------ SOURCE PASSAGE
Lemon drizzle traybake cake
Mary Berry's lemon drizzle traybake cake has been a hit since the 1960s, and this is the recipe she is most asked for when stopped in the street.
Equipment and preparation: for this recipe you will need a 30x23cm/12x9in tray bake tin. Each serving provides 290 kcal, 4g protein, 38.5g carbohydrates (of which 25g sugars), 13.5g fat (of which 8g saturates), 0.7g fibre and 0.6g salt.
- 225g/8oz butter or baking spread at room temperature, plus extra for greasing
- 225g/8oz caster sugar
- 275g/10oz self-raising flour
- 2 level tsp baking powder
- 4 free-range eggs
- 4 tbsp milk
- 2 unwaxed lemons, finely grated zest only
- 1 heaped tbsp very finely chopped lemon verbena (optional)
For the glaze
- 175g/6oz granulated sugar
- 2 lemons, juice only
Preheat the oven to 180C/160C Fan/Gas 4. Grease the tin with butter and line the base with baking paper.
------------
------ RECORD EXTRACTS
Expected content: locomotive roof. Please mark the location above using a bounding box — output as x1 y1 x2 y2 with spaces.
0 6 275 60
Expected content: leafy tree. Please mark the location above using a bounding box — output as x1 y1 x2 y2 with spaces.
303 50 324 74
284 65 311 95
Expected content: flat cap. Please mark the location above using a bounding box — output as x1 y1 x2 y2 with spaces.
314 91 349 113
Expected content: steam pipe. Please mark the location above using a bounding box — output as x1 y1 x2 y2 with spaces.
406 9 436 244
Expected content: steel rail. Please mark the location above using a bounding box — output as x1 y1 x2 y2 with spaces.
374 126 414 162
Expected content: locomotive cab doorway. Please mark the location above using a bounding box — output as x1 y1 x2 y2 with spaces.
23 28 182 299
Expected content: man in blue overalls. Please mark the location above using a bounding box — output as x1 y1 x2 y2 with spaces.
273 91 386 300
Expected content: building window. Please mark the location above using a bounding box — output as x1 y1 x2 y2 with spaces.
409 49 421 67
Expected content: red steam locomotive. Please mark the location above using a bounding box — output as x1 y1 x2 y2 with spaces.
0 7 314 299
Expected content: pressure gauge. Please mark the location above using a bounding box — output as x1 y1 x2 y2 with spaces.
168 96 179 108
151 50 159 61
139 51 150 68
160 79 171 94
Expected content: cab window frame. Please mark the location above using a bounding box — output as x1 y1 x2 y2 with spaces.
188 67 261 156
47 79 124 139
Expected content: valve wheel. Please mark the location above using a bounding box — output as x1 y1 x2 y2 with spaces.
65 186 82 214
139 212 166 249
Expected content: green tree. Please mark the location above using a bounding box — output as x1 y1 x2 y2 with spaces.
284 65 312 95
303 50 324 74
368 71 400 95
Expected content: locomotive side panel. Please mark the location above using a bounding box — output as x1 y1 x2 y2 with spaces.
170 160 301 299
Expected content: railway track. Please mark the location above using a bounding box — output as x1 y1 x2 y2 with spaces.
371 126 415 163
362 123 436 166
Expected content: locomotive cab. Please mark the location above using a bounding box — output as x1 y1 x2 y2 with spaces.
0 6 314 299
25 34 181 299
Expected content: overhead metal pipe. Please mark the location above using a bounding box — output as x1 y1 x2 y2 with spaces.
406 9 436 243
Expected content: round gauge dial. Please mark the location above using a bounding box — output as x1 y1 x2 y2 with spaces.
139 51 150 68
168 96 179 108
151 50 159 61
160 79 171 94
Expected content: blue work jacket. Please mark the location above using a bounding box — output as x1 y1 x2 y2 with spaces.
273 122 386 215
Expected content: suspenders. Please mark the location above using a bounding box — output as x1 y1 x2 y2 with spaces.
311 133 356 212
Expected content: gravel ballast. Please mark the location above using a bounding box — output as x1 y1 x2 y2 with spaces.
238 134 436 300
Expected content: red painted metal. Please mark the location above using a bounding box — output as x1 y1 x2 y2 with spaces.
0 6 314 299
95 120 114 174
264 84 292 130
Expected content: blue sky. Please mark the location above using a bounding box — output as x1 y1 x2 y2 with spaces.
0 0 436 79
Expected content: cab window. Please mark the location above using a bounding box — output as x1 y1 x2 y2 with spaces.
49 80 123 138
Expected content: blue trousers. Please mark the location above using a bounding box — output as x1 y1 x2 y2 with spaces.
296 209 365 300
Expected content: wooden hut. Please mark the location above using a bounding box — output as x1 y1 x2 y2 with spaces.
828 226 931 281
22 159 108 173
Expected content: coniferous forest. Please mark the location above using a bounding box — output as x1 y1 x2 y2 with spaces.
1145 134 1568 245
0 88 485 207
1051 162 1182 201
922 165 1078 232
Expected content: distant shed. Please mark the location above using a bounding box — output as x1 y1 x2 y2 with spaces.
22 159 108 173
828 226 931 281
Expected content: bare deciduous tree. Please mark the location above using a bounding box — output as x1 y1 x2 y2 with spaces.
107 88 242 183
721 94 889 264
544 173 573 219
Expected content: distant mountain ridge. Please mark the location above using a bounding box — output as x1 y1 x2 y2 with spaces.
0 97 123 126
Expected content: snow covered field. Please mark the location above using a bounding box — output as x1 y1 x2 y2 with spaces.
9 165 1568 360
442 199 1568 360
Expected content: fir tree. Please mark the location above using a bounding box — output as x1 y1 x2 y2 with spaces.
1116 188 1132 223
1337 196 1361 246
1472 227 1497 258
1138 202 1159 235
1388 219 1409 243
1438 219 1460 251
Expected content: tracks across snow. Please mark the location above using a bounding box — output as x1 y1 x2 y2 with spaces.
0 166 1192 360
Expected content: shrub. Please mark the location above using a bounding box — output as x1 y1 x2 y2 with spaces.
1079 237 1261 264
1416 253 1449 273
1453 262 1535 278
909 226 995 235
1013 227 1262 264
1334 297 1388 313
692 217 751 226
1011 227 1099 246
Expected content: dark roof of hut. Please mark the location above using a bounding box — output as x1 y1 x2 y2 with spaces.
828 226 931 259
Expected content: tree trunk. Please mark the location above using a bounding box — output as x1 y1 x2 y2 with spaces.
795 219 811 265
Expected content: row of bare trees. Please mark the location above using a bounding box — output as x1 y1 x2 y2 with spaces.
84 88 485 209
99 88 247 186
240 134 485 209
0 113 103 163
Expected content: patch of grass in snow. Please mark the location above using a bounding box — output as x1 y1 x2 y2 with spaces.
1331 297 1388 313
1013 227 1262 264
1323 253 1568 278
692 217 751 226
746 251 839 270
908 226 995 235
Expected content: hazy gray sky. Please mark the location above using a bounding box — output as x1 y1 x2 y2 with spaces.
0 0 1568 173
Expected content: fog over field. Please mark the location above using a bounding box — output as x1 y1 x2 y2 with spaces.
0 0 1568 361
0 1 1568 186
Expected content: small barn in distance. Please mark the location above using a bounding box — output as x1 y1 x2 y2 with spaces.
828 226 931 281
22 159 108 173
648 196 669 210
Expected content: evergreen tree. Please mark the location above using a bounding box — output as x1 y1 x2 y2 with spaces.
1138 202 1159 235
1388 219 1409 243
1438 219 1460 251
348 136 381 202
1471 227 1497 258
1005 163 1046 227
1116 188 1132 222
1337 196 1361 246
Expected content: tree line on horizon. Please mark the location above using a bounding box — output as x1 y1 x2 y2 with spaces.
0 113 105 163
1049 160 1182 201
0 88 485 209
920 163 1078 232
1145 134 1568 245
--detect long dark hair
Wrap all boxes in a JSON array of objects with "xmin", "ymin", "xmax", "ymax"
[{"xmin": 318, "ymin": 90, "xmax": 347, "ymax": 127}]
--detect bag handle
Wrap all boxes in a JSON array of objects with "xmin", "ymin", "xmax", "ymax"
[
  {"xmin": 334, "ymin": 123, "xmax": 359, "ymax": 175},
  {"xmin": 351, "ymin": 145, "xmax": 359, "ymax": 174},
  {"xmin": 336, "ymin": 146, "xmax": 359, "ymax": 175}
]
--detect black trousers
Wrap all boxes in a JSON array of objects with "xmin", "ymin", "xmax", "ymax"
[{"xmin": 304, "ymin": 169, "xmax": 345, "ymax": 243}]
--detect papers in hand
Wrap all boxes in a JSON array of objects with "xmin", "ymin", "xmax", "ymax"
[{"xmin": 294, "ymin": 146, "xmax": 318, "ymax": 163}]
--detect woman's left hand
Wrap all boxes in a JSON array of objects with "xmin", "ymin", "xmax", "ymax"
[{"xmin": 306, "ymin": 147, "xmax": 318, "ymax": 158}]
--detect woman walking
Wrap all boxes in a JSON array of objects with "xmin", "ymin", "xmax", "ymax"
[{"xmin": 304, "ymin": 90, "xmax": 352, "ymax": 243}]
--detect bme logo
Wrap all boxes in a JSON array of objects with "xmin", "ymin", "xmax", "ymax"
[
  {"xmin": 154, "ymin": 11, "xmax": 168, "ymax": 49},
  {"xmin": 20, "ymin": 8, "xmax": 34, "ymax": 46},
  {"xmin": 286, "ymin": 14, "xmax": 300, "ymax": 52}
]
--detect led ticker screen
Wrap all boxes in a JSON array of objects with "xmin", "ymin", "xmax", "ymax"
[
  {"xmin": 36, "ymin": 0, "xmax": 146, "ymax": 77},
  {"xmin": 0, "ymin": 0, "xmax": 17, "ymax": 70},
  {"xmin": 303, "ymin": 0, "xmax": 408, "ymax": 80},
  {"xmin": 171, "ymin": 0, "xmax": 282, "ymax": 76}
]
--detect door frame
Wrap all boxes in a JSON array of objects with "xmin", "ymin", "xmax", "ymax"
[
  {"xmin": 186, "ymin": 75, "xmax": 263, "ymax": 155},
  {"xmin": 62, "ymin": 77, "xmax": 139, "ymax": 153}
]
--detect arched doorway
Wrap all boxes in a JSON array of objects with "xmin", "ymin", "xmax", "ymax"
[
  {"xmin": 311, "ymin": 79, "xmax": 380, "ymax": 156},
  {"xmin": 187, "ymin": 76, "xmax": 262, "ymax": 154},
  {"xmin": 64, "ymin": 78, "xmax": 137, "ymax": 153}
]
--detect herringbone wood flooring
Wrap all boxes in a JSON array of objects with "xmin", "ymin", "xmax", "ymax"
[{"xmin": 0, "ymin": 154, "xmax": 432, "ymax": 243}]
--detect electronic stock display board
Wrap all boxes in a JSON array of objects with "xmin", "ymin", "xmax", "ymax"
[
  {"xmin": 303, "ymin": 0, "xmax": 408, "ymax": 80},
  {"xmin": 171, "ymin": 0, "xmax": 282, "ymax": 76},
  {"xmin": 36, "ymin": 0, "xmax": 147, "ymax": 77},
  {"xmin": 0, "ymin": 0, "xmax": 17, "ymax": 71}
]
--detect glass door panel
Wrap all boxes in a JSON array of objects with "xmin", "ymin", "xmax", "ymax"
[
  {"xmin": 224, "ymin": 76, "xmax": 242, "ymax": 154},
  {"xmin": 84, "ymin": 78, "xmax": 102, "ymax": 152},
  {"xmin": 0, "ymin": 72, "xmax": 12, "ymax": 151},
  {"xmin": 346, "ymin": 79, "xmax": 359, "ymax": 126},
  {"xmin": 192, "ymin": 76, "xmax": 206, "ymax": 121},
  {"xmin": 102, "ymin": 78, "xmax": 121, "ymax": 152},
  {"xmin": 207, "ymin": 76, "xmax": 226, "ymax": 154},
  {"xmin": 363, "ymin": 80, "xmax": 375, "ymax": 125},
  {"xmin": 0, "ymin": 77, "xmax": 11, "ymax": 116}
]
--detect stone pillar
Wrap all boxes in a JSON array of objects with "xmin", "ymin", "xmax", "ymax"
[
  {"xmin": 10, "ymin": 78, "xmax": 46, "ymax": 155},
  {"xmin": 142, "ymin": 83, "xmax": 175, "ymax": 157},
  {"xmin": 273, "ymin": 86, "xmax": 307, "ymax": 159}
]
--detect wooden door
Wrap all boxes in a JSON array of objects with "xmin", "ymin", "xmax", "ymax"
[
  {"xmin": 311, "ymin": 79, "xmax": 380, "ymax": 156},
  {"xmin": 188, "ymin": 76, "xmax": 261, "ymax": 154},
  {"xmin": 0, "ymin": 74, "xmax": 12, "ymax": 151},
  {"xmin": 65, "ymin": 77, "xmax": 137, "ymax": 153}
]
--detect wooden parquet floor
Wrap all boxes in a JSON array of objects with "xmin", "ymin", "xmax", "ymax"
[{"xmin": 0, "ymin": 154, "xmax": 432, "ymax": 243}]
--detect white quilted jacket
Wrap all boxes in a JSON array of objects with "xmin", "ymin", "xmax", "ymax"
------------
TASKS TO COMPLETE
1. Using only the lemon drizzle recipe, mark each statement yes or no and quote the exact words of the recipe that settle it. (a) The cake is baked in a 30x23cm tray bake tin. (b) The glaze is made with caster sugar. (c) The lemon verbena must be included.
2. Extend the lemon drizzle recipe, starting right after its last sentence.
The items come from a different source than the lemon drizzle recipe.

ANSWERS IN ORDER
1.
(a) Yes: "you will need a 30x23cm/12x9in tray bake tin"
(b) No: "175g/6oz granulated sugar"
(c) No: "1 heaped tbsp very finely chopped lemon verbena (optional)"

2.
Measure all the ingredients into a large bowl and beat for 2 minutes, or until well blended. Turn the mixture into the prepared tin and level the top.
Bake for 35–40 minutes, until the cake has shrunk a little from the sides of the tin and springs back when lightly touched with a fingertip in the centre of the cake.
Meanwhile, make the glaze. Mix the sugar with the lemon juice and stir to a runny consistency.
Leave the cake to cool for 5 minutes in the tin, then lift out, with the lining paper still attached, and place on wire rack set over a tray.
Brush the glaze all over the surface of the warm cake and leave to set. Remove the lining paper and cut into slices to serve.
Tip 1: It is important to spoon the lemon drizzle on to the cake while it’s still warm so the lemon juice soaks in properly.
Tip 2: Lemon balm works well as an alternative for lemon verbena if you can’t get hold of any, or you could use finely chopped lemon thyme leaves.
Tip 3: Mary's lemon drizzle cake can be stored in an airtight container for 3–4 days and frozen for up to a month.